- **About this task**:
Of the entries below, restate word for word only the section that runs from the line with "Where can the man with" to the line with "Where can the light", counting both ends.
(Task inputs)
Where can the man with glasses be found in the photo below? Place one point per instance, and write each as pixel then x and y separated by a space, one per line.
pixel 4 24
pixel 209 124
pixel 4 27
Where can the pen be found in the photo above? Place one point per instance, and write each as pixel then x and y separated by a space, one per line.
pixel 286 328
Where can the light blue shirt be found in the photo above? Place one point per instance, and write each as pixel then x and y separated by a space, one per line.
(End Task inputs)
(Task inputs)
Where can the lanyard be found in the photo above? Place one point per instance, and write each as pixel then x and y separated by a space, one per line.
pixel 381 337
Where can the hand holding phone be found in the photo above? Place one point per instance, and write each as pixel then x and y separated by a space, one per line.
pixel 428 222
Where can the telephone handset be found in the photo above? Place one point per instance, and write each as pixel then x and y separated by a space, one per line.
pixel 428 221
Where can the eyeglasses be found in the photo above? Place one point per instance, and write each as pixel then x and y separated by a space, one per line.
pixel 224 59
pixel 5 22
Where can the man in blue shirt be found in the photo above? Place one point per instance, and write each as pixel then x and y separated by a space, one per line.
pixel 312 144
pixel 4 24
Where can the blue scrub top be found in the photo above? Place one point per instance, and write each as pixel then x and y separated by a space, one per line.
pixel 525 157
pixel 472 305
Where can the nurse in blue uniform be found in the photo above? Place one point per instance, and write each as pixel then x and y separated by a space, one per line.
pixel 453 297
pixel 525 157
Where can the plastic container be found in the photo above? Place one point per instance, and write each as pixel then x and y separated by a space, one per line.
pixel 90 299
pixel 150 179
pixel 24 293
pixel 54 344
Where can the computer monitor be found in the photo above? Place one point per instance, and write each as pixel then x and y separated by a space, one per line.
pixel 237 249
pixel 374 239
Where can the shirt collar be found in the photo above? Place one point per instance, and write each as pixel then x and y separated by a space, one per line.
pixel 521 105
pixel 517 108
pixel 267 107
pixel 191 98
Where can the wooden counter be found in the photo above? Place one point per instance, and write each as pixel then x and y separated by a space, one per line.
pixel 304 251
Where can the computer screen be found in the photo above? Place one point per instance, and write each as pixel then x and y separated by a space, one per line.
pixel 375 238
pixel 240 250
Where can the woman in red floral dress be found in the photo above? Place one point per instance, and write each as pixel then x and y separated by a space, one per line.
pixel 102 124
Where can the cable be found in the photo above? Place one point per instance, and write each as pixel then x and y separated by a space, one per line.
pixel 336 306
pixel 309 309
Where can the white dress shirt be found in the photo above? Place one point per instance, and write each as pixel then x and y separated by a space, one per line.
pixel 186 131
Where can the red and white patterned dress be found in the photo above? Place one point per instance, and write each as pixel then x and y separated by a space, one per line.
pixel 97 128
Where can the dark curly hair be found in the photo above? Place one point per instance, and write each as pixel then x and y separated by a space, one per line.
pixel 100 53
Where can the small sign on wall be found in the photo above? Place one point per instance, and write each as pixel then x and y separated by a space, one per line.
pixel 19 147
(End Task inputs)
- **Expected answer**:
Where can the man with glasses be found in the photo below? Place one point per instance, and write each as pixel then x and y separated by a space, one per line.
pixel 4 24
pixel 209 124
pixel 4 27
Where can the pen be found in the photo above? Place one point per instance, and write each as pixel then x and y separated by a space, one per line.
pixel 286 328
Where can the light blue shirt be found in the photo above? Place one point per instance, and write each as pixel then x and y separated by a space, one per line.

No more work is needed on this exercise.